* _Exercise instructions_
Leaving the pictures aside, return the listing exactly as it appears.

* _Records shown_

───

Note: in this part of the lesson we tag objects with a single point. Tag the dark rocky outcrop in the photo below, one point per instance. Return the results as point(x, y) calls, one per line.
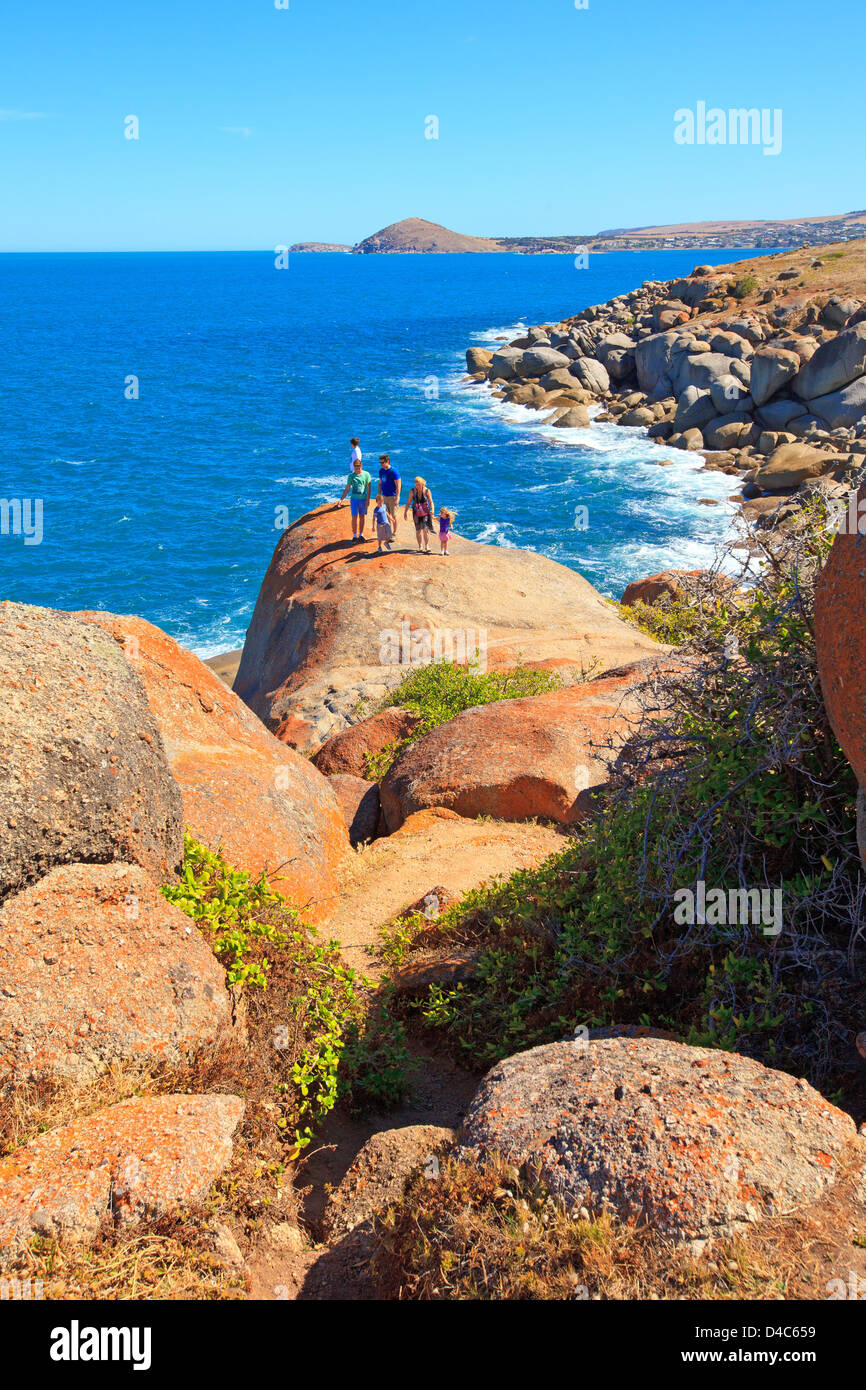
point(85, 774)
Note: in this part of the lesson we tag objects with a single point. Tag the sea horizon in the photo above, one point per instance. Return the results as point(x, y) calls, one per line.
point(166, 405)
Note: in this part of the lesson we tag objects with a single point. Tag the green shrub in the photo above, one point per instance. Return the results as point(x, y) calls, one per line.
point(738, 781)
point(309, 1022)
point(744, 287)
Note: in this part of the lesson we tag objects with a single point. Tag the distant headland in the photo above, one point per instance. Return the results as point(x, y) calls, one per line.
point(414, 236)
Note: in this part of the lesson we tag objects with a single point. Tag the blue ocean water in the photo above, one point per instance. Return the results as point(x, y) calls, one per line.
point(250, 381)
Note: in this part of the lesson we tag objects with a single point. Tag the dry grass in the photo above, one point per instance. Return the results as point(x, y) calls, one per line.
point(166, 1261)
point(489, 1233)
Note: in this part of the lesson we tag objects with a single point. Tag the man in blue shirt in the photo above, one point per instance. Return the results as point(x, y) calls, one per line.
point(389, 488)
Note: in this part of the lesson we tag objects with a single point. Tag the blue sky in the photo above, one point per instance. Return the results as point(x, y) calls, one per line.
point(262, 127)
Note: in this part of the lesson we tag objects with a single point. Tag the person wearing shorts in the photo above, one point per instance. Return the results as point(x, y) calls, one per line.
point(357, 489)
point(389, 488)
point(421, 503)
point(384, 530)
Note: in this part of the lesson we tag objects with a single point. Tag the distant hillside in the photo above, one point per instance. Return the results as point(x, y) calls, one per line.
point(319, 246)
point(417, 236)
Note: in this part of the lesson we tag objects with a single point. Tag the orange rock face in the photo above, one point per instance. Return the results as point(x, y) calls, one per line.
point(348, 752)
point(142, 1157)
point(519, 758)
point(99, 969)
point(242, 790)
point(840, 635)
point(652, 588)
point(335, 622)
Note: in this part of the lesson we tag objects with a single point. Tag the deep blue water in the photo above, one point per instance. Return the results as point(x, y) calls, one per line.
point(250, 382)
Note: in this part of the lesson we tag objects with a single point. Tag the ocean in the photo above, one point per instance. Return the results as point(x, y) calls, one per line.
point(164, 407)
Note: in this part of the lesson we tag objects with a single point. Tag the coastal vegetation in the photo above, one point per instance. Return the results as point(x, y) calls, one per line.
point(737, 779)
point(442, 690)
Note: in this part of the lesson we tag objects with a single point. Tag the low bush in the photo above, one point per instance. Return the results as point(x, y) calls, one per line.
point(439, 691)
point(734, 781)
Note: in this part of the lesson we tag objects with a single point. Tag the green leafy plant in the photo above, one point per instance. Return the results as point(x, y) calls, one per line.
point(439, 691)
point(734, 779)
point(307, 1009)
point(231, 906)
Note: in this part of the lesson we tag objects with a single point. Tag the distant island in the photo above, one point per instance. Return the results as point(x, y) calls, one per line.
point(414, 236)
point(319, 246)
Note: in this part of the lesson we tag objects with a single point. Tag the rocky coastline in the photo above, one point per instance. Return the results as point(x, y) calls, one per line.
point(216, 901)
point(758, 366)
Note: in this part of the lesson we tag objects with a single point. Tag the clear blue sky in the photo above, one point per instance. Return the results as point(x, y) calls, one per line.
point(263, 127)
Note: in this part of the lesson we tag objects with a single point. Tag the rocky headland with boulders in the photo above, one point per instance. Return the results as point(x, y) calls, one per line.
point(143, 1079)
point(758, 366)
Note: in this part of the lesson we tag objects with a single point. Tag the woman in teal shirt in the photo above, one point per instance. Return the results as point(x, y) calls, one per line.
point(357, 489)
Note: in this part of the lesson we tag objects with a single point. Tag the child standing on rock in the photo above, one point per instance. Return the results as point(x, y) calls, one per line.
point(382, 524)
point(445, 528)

───

* _Result for this task_
Note: in this part of the lesson we tag objects with a single point. Tag the dark rocky outcrop in the photo below, one point per instance. Return the results as point(x, y) calls, one per line.
point(85, 774)
Note: in this part of the lesson we tag objects with a single point. Tag the sea horizon in the photo above, one point per instance. Return the results as point(x, y) calls, one per line.
point(166, 405)
Note: in this part of the lesson we tag objects with a single point. Tag the green shrub in the photo above, one point per instance. Return the results as point(x, y) calls, one per line.
point(738, 781)
point(309, 1022)
point(744, 287)
Note: in this part of the lesson we tag objects with a single point. Tag the distant headland in the photo above, one point per instance. Return the results as point(x, y) calls, one per line.
point(414, 236)
Note: in this part of the lesson we tag objects with a single point. Tag the blue ocean water in the photo above, one point per instance. Return the results as point(x, y) calls, one per line.
point(250, 381)
Note: in this part of the lesson we tag objects with a single point. Tag the dry grass in the photo above, one point per instance. Return the results as point(x, y) calls, one per line.
point(166, 1261)
point(489, 1233)
Note: in this part of the lesson we tag objects with a single point. Tag the man in blue shirt in the photo above, one point per instance. Return the results as point(x, y) calls, one per line.
point(389, 488)
Note: in this part of the lesson we tag objects with a single point. Tag the blue sky in the photo above, one point per instance. Return the results as point(x, y) calls, one per line.
point(262, 127)
Note: in this part of the lesson we tag objects with a single point. Tag the person wearing shorts in the photo above, one point per instance. Return the results as point(x, y) calls, one per line.
point(357, 489)
point(389, 488)
point(421, 503)
point(384, 530)
Note: in this part of the lesson we tag objects with a single point. Tag the distant hillside in the photo above, one point per instance. Return the results as point(x, y) calls, one per line.
point(319, 246)
point(417, 236)
Note: in this part of the lesson we tag objects with a single point. Tag the orange rock face in the photo above, one point per instance. Return the results as point(x, y) calls, one per line.
point(348, 752)
point(142, 1157)
point(519, 758)
point(99, 969)
point(242, 790)
point(840, 635)
point(652, 588)
point(335, 622)
Note: in this part of the lesson we tag objects with a single point. Tag the deep blue water in the photo above, one point per instance. Return the results as point(x, y) calls, one per line.
point(250, 382)
Note: in this part of the lesson we tag objects with a single point. Tag the ocean in the photo above, one point per instance. Return the results as point(x, y) calls, one per line.
point(164, 407)
Note: in this part of the lesson we tag objects with a single point. Tag the coastal vegetation in the photo above, one point per instance. Return the results as point(x, y) calls, one per line.
point(737, 779)
point(442, 690)
Note: in this part of the lesson we tag objects with a single point. Tag the low bush in the photo above, one point per instance. Return the results as point(x, y) calls, one per line.
point(439, 691)
point(734, 781)
Note: in this part of the lesson we tag objects with a single point. Tag the green leafy plant in the photo above, one point per instance. Return the results as point(x, y) calls, one per line.
point(439, 691)
point(734, 779)
point(307, 1009)
point(231, 906)
Note: in this part of the lesson we tag objects with a single point. Tag the distant island in the photo above, one point per instance. Return the results as point(x, y) calls, one per line.
point(414, 236)
point(319, 246)
Note: in this part of the lesson we tag objects with a single point. Tag the rocky coastline in the photo above, one point per instance. Return the results as point(x, y) calls, one per line.
point(216, 901)
point(758, 366)
Note: in this part of the lesson we tag objects with a single point. Tag the clear blue sky in the photo above, one point per instance. Return the results as point(x, y) calls, one per line.
point(263, 127)
Note: in this part of the lesson we tag objects with a single point. Tag the rocky headland with boulders in the photo above, one point per instance. Return the results as point(x, y) calls, one per line.
point(143, 1079)
point(758, 366)
Note: in this part of the lesson we tag objects with a single point. Tag the woman in teal shirt in the photo above, one point per instance. Return the results as point(x, y) calls, one per line.
point(357, 489)
Note: in this part of the lesson we tag objects with a single point. Tag the child standing on rock in the photo above, one point per instance. Return the results as point(x, y) calls, one per line.
point(382, 524)
point(445, 528)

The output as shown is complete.